> PASSAGE TO READ:
■ ■ ■ ■ ■

Society can prevent those who are manifestly unfit from continuing their kind. The principle that sustains compulsory vaccination is broad enough to cover cutting the Fallopian tubes. Jacobson v Massachusetts, 197 US 11. Three generations of imbeciles are enough.(p207) (1)

Jacobson was cited as support for the general principle that public welfare was sufficient to justify involuntary sterilization. The decision extended the police power’s reach from imposing a monetary penalty for refusing vaccination to forcing surgery on a young woman against her will and depriving her of the ability to have children. The Court did not require the state to demonstrate that sterilization was necessary and not arbitrary or oppressive. (1)

  • Jacobson also predated the horrors of medical experimentation conducted under the Nazis of which the world only became aware after WWII during the Nuremberg Trials which led to the adoption of the Nuremberg Code. Among other requirements, the Nuremberg Code[iv] demands, (2)

■ ■ ■ ■ ■

Recorded data:
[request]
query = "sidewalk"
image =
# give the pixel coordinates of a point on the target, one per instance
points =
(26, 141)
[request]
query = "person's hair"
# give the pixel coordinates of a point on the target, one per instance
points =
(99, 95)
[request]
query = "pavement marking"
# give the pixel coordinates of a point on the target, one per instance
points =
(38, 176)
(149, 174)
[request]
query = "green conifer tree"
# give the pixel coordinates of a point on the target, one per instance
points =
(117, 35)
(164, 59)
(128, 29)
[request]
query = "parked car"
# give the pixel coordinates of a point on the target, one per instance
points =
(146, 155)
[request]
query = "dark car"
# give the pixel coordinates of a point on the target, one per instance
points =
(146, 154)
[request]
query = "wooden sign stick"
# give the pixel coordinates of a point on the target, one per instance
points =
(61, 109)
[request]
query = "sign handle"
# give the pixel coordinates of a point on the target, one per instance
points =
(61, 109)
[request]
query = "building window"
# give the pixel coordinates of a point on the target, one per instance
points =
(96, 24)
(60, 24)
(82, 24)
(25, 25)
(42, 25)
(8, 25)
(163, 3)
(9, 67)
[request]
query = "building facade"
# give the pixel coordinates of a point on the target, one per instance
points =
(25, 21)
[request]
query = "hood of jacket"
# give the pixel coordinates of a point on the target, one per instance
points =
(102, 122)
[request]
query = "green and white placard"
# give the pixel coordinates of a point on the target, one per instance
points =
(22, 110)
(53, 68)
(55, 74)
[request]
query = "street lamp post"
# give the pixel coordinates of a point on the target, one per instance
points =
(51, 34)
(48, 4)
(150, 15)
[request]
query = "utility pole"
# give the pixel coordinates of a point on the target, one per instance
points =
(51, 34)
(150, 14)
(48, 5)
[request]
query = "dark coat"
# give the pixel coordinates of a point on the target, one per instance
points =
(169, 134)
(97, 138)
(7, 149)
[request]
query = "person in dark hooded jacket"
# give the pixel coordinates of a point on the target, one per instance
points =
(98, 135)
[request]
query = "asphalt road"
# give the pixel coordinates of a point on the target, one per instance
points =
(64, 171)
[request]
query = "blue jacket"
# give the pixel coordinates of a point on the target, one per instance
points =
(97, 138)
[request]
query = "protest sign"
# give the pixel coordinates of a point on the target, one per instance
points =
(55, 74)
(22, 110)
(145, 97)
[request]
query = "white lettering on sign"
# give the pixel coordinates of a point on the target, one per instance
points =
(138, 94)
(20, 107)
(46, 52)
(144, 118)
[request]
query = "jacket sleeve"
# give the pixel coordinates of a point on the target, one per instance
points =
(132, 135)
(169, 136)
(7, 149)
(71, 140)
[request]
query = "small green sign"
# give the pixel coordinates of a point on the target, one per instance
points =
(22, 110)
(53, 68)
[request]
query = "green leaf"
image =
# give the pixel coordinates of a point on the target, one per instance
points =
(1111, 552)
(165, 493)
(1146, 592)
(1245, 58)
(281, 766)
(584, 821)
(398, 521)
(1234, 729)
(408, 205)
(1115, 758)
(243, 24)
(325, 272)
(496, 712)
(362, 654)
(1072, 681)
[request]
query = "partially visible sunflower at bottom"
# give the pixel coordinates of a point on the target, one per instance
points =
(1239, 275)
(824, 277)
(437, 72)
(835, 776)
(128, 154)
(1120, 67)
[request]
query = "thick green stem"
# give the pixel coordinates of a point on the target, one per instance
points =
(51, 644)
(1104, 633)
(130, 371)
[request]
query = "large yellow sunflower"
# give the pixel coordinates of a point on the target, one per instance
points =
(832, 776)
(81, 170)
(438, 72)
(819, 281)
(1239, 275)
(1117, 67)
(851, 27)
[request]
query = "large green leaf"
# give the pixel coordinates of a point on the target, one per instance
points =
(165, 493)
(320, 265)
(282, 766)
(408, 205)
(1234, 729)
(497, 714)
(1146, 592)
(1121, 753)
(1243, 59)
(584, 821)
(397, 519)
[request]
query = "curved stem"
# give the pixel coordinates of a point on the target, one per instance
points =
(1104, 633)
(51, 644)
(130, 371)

■ ■ ■ ■ ■

> TASKS TO CARRY OUT:
1. In the text on Jacobson v Massachusetts and involuntary sterilization, restate the paragraph beginning "Jacobson was cited as support" as a short bulleted list that keeps its main facts.
2. Carry on the text on Jacobson v Massachusetts and involuntary sterilization from where it stops.
You will not need the material to complete these tasks.

> ANSWERS TO THE PROBLEMS:
1.
- Jacobson was cited to support the principle that public welfare could justify involuntary sterilization.
- The decision stretched police power from a monetary penalty for refusing vaccination to forced surgery that left a young woman unable to have children against her will.
- The Court did not require the state to show that sterilization was necessary and not arbitrary or oppressive.

2.
“The voluntary consent of the human subject is absolutely essential. This means that the person involved should have legal capacity to give consent; should be so situated as to be able to exercise free power of choice, without the intervention of any element of force, fraud, deceit, duress, overreaching, or other ulterior form of constraint or coercion; and should have sufficient knowledge and comprehension of the elements of the subject matter involved as to enable him to make an understanding and enlightened decision.” (2)

  • The Declaration of Helsinki by the World Medical Association in 1964 provides that human subjects “must be volunteers and informed participants in the research project.” (2)
  • In 2005, the General Conference of UNESCO adopted the Universal Declaration on Bioethics and Human Rights[v] further raising the bar for the practice of ethical medicine by stating that, “Any preventive, diagnostic and therapeutic medical intervention is only to be carried out with the prior, free and informed consent of the person concerned, based on adequate information.”(2)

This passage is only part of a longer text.